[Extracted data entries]
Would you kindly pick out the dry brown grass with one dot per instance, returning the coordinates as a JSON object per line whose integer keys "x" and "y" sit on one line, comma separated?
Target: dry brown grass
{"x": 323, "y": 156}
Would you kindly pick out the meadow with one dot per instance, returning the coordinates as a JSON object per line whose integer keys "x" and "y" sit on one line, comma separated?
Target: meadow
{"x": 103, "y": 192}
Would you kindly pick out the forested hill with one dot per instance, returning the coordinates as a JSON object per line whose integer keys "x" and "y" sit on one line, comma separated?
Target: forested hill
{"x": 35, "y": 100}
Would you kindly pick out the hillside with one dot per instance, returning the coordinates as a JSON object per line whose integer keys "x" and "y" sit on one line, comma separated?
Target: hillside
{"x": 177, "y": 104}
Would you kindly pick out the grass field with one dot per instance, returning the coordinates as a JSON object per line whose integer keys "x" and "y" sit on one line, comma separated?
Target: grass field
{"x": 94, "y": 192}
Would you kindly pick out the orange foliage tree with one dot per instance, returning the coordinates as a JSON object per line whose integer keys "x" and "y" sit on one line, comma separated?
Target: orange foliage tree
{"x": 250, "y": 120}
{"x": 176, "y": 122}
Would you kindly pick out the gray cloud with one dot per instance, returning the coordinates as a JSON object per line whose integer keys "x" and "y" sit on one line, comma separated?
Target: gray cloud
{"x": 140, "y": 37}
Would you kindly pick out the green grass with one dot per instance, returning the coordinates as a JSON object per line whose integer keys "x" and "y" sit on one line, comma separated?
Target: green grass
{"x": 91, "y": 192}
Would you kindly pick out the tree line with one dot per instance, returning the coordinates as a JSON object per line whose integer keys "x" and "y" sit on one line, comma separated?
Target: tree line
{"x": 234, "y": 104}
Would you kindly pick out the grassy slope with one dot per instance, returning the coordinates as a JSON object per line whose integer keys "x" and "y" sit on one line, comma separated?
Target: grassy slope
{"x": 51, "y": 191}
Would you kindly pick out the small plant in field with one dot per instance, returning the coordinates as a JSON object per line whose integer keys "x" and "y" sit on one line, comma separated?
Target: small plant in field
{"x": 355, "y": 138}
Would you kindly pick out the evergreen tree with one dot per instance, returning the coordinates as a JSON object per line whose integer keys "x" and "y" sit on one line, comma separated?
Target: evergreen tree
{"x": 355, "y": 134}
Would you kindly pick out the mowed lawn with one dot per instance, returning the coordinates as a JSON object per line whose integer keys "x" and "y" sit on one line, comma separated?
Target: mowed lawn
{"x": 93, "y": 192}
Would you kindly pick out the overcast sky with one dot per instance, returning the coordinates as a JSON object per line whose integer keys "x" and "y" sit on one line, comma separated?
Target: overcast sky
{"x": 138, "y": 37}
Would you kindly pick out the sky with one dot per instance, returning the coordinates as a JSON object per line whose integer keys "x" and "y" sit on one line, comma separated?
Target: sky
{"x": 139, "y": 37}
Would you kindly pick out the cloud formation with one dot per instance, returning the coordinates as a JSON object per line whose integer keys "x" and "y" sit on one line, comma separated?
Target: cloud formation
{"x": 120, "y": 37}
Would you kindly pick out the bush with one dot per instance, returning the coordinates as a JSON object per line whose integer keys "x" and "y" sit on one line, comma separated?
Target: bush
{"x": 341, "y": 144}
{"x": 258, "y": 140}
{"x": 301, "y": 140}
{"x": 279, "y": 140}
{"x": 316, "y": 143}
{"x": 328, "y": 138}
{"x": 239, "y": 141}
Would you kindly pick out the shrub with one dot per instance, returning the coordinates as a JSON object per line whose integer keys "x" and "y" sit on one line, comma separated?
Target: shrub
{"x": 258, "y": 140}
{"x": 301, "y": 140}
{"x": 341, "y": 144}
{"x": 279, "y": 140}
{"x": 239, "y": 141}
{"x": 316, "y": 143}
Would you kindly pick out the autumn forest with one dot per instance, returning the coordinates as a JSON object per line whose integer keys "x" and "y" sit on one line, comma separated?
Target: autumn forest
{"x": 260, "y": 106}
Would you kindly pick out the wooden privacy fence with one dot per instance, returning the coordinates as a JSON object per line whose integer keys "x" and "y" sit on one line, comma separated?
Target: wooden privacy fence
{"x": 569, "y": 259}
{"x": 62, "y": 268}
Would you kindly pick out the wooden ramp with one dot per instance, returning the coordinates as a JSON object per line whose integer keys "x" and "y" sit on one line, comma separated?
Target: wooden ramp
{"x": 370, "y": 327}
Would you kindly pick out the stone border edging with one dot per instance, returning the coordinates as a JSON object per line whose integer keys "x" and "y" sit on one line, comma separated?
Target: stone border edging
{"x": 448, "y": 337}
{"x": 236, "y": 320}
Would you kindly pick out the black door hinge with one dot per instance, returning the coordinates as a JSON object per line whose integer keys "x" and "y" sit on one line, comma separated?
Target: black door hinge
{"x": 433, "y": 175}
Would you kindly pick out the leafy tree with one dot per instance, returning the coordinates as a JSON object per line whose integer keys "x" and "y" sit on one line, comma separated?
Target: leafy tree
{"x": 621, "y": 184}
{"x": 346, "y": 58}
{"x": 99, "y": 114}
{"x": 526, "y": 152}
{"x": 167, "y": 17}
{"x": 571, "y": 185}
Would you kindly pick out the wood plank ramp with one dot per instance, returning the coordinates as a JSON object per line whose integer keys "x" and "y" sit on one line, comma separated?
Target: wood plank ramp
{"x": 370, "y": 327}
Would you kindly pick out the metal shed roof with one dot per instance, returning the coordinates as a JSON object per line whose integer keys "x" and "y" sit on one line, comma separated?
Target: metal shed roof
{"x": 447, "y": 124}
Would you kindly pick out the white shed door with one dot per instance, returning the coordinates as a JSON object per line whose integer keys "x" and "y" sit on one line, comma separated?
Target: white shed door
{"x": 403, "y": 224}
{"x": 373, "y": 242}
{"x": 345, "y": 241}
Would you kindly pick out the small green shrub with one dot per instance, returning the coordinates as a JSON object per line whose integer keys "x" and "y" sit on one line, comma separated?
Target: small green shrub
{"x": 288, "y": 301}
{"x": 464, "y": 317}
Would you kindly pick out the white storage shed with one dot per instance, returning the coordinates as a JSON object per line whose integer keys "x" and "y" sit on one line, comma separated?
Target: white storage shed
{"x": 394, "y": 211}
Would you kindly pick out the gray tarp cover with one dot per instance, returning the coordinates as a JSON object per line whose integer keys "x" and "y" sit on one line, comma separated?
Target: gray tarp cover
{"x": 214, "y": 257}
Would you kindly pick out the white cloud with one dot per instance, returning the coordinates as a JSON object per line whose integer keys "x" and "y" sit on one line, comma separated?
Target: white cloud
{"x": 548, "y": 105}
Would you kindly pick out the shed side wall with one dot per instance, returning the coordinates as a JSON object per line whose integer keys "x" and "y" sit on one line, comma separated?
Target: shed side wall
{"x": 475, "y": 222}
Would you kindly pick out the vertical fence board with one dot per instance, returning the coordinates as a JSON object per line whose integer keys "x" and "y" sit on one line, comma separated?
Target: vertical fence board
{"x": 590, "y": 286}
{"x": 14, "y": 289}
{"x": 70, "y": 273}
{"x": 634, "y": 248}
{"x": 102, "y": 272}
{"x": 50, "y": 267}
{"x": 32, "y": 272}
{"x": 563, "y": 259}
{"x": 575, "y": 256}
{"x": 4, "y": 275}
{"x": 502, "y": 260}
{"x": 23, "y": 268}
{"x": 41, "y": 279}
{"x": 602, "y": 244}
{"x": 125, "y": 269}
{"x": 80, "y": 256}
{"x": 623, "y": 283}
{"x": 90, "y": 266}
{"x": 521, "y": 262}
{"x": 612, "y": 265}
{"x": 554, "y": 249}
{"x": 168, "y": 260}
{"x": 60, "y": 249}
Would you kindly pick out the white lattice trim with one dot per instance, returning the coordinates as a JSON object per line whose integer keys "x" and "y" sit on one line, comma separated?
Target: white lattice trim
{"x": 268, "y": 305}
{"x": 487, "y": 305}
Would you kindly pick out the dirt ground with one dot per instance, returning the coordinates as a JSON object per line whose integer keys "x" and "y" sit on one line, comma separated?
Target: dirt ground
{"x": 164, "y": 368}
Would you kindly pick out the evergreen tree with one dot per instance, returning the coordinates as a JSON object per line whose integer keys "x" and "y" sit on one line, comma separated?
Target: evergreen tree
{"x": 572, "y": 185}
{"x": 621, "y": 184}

→ **Problem**: Reproduce exactly the lines above from the line with "Target: grass field" to the line with "Would you kindly pick out the orange", including both, and add nothing.

→ **Reply**:
Target: grass field
{"x": 94, "y": 192}
Would you kindly pick out the orange foliage tree with one dot per instance, returning the coordinates as a JSON object per line whose integer keys "x" and "y" sit on one line, comma separated?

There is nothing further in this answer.